Hay algo de terapéutico en tirar, derruir, derrumbar, asolar, borrar, destruir, aniquilar, desintegrar, descuajeringar, por usar un navarrismo, lo que sea. Lo que nos molesta o es un lastre. En ‘The Suburbs’, de Arcade Fire, escuchamos unas líneas maravillosas: When all the houses they built in the seventies they finally fall, que viene a decir: «Cuando todas las casas construidas en los setenta caigan finalmente».

Realmente no sé a santo de qué lo dice, porque si en algo soy bueno es en no entender las letras de la música anglosajona, pero me encanta la posibilidad que ofrecen esas líneas. Un escenario liberado de las miserias arquitectónicas del siglo que mató a Dios, ensalzó la razón pura y dejó por el camino millones de muertos absurdos en guerras igualmente absurdas que vomitaron después el posmodernismo deshumanizado y practicón que aún padecemos.

Entre las actividades organizadas por el COAVN para esta Semana de la Arquitectura, tendremos ponencias como ‘Los arquitectos no hacen sólo arquitectura’, que se celebrará por cierto en una curiosa —y eusiana— ubicación, el renovado bar Bahía. Pertinente título, pues si hay un arte, una creación, o un elemento generador de universos físicos y por tanto mentales, es la arquitectura.

Claro que la arquitectura es, como tantas cosas, causa y efecto de un estado mental determinado. El fascismo no surge por los edificios de estilo fascista, sino que los edificios de estilo fascista se proyectan para preservar ese estado mental, ‘zeitgeist’, que diría un pedante, y a su vez generan nuevos estados mentales.

En la era posfascista, ahí siguen sus calles, sus aguiluchos encaramados en las azoteas solo al alcance del insólito ‘flâneur’ del Primer y Segundo Ensanche de mirada ávida, sus portalones de estilo limpio y vidrioso, sus yugos y flechas, su idea de España en lo material, inserta en cada ladrillo, que heredamos como quien hereda la grafía de su padre. Lo queramos o no, cala. El arte es efímero; la arquitectura, no.

LA PAMPLONA RAMPLONA

Se cumplen cincuenta años, en el capítulo de efemérides hipermegalocales, de la venta de los terrenos donde Osasuna jugaba sus partidos, en San Juan, para que a partir de 1967, mientras los Beatles publicaban su Sgt. Peppers Lonely Hearts Club Band, pasaron a celebrarse donde el río Sadar.
####################
§ **QUÉ HACER**:
**A.** En el texto sobre arquitectura, ¿por qué se considera pertinente el título de la ponencia 'Los arquitectos no hacen sólo arquitectura'? Responde en una a tres oraciones.
**B.** Por favor, prolonga el texto sobre arquitectura a partir de su última oración, la que trata de la venta de los terrenos de Osasuna en San Juan.
Los registros son material independiente del texto sobre arquitectura.

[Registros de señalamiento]
####################
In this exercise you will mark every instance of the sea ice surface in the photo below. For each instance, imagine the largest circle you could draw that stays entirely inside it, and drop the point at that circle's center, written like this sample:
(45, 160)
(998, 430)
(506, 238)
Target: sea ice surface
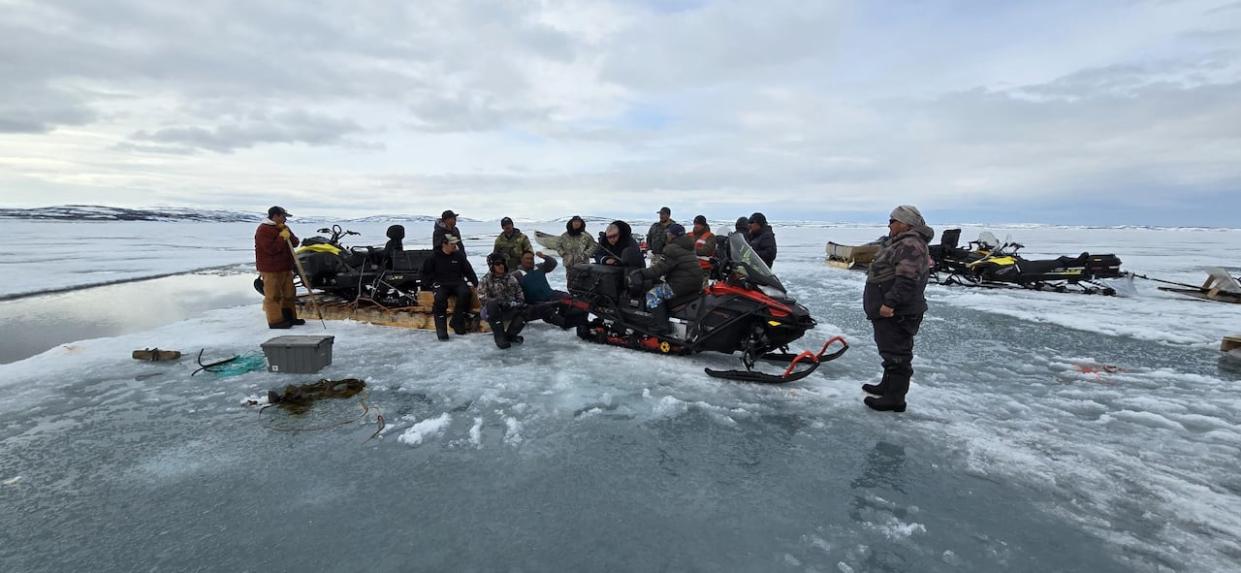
(1045, 433)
####################
§ **RESPUESTAS**:
**A.** El título es pertinente porque, si hay un arte, una creación o un elemento generador de universos físicos y, por tanto, mentales, ese es la arquitectura.

**B.**
Veo la foto del periódico que acoge la noticia y detecto, ay, el inicio de la ramplonería. ¿Cuándo empezó a joderse todo? Dice Julio Caro Baroja en sus —recomendabilísimas— memorias, ‘Los Baroja’, que en 1950. Llegó el petróleo y con él, el plástico y con el plástico lo barato, la producción en serie de lo barato, y un cierto deseo de tener más plástico que nadie. El plástico era cómodo, lo moderno, al bienestar se llegaba a través del plástico. El mundo nuevo era de plástico.

A partir de 1950 se entra en una época distinta a la posguerra que ignoro si algún historiador lúcido bautizó de algún modo, pero que podríamos denominar ‘mesofranquismo’. Tras la pacificación a la fuerza, con una represión del carajo, quedan cuatro maquis en las montañas y los comunistas controlados en la clandestinidad, en la cárcel o en el garrote vil. Es tiempo de progreso.

La ideología, insuflada también en la arquitectura, como demuestran la magnificente construcción del valle de los Caídos en la sierra de Guadarrama, pero también el de Pamplona, edificado en 1942, se suaviza en favor de la economía. Algunos, como la familia Huarte, se enriquecen con ello. En 1952, compran las tierras del Señoría de Sarría y montan una bodega, nuestro particular Falcon Crest. Mientras, crecen como setas en la sierra de Aralar barrios de nueva construcción, que acogen al éxodo rural navarro y crean una periferia de feísmo como consecuencia de la rápida y mala asunción de las masas humanas.

DESARROLLISMO DE ANDAR POR CASA

Surge así un paisaje urbano que ya no se basa en la perpetuación de las esencias del régimen, como el edificio España, en la homónima plaza de Madrid (1948-1953), sino que busca un bienestar de medio pelo para la población, mayoritariamente obrera. Sopicaldo tibio de pollo arquitectónico para unas ciudades que antes fueron testigos de la experimentación de un arquitecto audaz como Eusa, considerado por algunos, quizá demasiado generosamente, el Gaudí pamplonés.

En lugar de Eixamples —aburridos por otra parte—, surgieron en Pamplona, como en todas las ciudades de España, caso especialmente sangrante en el interior del País Vasco, engendros arquitectónicos e industriales donde lo práctico sustituyó a lo divino, y sin lo divino no hay belleza posible, creas o no en Dios. En Pamplona, cierta zona de San Juan que siempre me dio ganas, literales, de llorar.

Claro que igual es por la cercanía del tanatorio Irache, que no me genera precisamente buen rollo. Toda la avenida Bayona, esa parroquia de la Asunción, la calle Martín Azpilicueta entera, Azpilagaña toda ella, con sus ríos egas, argas y aragón, que hacen al Ebro varón… lo dinamitaría todo, a lo bestia, derribón y cuenta nueva.

No me desagrada cierta parte, más estilo colonia-jardín pero sin  jardín, de la Milagrosa, como la calle Goroabe, pero la Milagrosa en general también la mandaría al otro barrio del mundo de la construcción. Y el 99% de las ciudades dormitorio de Pamplona, siendo Burlada la primera en desaparecer de los planos y Barañain la segunda. Villava la respetaríamos por Induráin y porque tiene cierto encanto en su poquez. Las torres de Sancho el fuerte que dan la Vuelta del Castillo también pasarían a mejor vida sin contemplaciones. Para el barrio San Jorge se emplearían métodos más expeditivos, como el uranio-235.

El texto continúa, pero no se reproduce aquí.